═════ MATERIAL SHOWN ═════

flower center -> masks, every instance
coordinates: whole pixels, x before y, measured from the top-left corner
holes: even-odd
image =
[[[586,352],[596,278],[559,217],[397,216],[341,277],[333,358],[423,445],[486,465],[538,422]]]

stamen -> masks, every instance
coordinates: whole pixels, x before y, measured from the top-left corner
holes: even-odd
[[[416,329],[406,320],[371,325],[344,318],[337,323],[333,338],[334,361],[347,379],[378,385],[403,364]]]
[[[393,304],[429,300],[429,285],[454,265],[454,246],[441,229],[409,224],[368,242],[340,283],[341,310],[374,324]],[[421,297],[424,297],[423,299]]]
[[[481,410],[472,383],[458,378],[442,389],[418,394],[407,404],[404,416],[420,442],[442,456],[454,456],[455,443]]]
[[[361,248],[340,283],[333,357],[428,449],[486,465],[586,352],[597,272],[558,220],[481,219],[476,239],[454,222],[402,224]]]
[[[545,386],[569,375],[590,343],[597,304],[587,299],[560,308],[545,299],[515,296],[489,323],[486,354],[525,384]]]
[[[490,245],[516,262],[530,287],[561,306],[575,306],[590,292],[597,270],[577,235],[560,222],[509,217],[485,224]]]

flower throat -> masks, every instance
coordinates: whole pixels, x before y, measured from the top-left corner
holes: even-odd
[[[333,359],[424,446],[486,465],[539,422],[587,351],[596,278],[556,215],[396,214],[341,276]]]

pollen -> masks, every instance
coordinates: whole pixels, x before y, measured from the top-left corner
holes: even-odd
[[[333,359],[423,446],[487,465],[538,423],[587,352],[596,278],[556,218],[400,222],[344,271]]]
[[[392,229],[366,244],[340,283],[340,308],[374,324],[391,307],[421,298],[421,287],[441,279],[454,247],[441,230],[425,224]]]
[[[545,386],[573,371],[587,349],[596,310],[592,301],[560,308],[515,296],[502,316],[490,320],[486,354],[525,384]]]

═════

Retype every record above exactly.

SOLUTION ->
flower center -> masks, every instance
coordinates: whole pixels, x before y, measured from the top-left corner
holes: even-odd
image =
[[[586,352],[596,278],[559,217],[397,216],[341,277],[333,358],[423,445],[486,465],[538,422]]]

stamen -> masks, every instance
coordinates: whole pixels, x before y, measured from the top-left corner
holes: even-odd
[[[416,329],[406,320],[371,325],[344,318],[337,323],[333,338],[334,361],[347,379],[378,385],[403,364]]]
[[[393,304],[429,300],[429,285],[454,265],[454,246],[441,229],[409,224],[368,242],[340,283],[341,310],[374,324]],[[421,297],[424,297],[423,299]]]
[[[481,410],[472,383],[458,378],[442,389],[418,394],[407,404],[404,416],[420,442],[442,456],[454,456],[455,443]]]
[[[361,248],[340,283],[333,357],[428,449],[486,465],[586,352],[597,272],[558,220],[481,219],[476,239],[454,222],[402,224]]]
[[[545,386],[569,375],[590,343],[597,304],[587,299],[560,308],[545,299],[515,296],[489,323],[486,354],[525,384]]]
[[[490,245],[516,262],[530,287],[561,306],[575,306],[590,292],[597,270],[577,235],[560,222],[509,217],[485,224]]]

flower throat -> masks, every instance
coordinates: whole pixels, x before y, measured from the top-left corner
holes: even-odd
[[[333,359],[424,446],[486,465],[539,422],[587,351],[596,278],[556,215],[396,214],[341,276]]]

pollen -> masks, every instance
coordinates: whole pixels, x before y, measured from the top-left corner
holes: even-odd
[[[333,359],[423,446],[487,465],[538,423],[587,352],[596,278],[556,218],[400,222],[344,271]]]
[[[392,229],[366,244],[340,283],[340,308],[374,324],[391,307],[421,298],[421,287],[441,279],[454,247],[441,230],[425,224]]]
[[[545,386],[573,371],[587,349],[596,310],[592,301],[560,308],[515,296],[502,316],[490,320],[486,354],[525,384]]]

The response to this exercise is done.